+++ PAGE EXCERPT +++

These are the Inland Empire faces of the nation’s stepped-up immigration enforcement.
A gardener from Honduras was chased into an Ontario surgery center and arrested while he cried and gasped for breath.
A Rancho Cucamonga resident’s brother – a straight-A student – is detained and taken to a detention center.
A Pomona woman’s father, who has lived in the U.S. nearly decades, was plucked from a job by the U.S. Border Patrol.
These are a few cases, as documented by families in social media posts, of local people who have become part of President Donald Trump‘s promised “mass deportation” efforts.
Representatives for U.S. Immigration and Customs Enforcement could not be reached for comment.
Those working to support undocumented immigrants decry ICE’s actions.
“This is the reality our families are going through (and) our kids,” said Luz Gallegos, executive director of the TODEC Legal Center, a Perris-based nonprofit group that helping the immigrant community. “There’s so much trauma.”
Others said such enforcement is overdue and blame former President Joe Biden‘s and previous administrations for letting the problem spin out of control.
“We’ve had illegal immigration for many years but all of a sudden we had this huge eruption,” said Bob Kowell, past president of the Murrieta-Temecula California Republican Assembly.
The ICE enforcement is necessary, he said, because letting undocumented immigrants into the country is allowing them to work in slave-like conditions and be exploited by the system and cartels.
“Those things just have to happen to make a statement that we don’t want this,” Kowell said. “This can’t be a part of our lives. We can’t have slavery.”

+++ RAW DATA +++

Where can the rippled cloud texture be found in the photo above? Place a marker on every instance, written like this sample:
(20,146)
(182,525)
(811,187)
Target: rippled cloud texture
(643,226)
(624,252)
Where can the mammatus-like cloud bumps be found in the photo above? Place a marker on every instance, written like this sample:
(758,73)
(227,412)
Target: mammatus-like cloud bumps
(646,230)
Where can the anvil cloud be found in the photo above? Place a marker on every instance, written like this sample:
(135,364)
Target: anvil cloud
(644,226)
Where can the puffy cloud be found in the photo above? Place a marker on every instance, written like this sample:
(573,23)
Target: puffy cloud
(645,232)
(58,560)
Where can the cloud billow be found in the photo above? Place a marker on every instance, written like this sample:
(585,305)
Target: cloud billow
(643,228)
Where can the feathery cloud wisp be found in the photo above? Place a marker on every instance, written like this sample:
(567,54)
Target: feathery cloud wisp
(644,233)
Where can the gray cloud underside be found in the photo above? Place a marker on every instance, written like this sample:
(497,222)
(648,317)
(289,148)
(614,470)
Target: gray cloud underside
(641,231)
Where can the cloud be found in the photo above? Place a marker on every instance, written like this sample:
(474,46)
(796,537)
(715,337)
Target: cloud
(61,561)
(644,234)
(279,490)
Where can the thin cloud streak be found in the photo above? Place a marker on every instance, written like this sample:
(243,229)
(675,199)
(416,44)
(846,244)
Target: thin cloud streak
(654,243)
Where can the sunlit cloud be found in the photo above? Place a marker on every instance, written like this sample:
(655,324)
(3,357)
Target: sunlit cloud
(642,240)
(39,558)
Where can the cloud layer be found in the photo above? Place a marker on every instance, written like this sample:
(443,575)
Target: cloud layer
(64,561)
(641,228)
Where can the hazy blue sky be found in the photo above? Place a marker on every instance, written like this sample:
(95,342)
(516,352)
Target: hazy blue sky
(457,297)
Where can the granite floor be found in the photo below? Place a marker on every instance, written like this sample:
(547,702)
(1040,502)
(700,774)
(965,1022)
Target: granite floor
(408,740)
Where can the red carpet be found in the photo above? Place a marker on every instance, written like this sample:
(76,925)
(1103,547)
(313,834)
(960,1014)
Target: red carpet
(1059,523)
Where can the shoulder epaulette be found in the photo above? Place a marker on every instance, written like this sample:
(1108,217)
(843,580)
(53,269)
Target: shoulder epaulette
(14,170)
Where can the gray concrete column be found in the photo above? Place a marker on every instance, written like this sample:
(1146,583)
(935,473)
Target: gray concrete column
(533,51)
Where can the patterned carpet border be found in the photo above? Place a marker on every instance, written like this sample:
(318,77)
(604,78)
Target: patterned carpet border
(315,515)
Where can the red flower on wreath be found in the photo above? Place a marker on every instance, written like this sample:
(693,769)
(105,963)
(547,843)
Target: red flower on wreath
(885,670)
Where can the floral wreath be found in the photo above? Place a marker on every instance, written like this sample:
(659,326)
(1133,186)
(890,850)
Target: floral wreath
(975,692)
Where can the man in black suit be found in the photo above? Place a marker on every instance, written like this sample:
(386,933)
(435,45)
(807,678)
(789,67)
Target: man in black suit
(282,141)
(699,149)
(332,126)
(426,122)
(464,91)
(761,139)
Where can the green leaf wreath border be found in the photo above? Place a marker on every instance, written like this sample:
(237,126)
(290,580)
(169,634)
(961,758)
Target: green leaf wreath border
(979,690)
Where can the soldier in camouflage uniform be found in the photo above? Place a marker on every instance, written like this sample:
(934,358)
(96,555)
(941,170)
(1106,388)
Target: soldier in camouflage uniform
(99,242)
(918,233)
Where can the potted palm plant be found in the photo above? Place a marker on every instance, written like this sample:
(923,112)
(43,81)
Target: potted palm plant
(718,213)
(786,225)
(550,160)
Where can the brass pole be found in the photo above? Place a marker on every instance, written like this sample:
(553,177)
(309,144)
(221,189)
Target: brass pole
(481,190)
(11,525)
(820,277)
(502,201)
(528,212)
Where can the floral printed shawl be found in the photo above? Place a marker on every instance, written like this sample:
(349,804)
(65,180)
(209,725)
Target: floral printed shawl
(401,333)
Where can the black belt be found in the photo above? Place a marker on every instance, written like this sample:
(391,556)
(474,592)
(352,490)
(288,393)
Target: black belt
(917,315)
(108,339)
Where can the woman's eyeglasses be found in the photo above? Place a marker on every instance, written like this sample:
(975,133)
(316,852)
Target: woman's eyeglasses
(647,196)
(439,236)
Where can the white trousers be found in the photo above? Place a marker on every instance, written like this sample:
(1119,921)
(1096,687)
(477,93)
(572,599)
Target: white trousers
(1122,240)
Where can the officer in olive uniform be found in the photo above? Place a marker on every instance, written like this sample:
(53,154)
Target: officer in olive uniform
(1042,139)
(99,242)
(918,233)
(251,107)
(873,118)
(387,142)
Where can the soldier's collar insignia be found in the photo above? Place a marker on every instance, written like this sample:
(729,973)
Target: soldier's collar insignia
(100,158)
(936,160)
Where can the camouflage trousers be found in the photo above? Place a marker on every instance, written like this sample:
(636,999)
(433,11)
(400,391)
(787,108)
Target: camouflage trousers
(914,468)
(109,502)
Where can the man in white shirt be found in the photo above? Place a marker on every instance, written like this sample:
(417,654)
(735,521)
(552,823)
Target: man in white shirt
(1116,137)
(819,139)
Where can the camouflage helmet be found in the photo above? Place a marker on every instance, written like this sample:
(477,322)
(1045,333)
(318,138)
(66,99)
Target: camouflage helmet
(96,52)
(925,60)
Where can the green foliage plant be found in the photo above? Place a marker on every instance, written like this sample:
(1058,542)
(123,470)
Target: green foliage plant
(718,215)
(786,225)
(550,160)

+++

▶ _ASSIGNMENT 1_:
Answer these questions using the article on immigration enforcement in the Inland Empire.
(a) Where was the gardener from Honduras arrested?
(b) What position did Bob Kowell hold?
(c) Who could not be reached for comment?
▶ _ASSIGNMENT 2_: From the article on immigration enforcement in the Inland Empire, copy out the passage starting at "Others said such" and ending at "out of control.".

▶ _PROBLEM SOLUTION 1_:
(a) In an Ontario surgery center.
(b) He is past president of the Murrieta-Temecula California Republican Assembly.
(c) Representatives for U.S. Immigration and Customs Enforcement.

▶ _PROBLEM SOLUTION 2_:
Others said such enforcement is overdue and blame former President Joe Biden‘s and previous administrations for letting the problem spin out of control.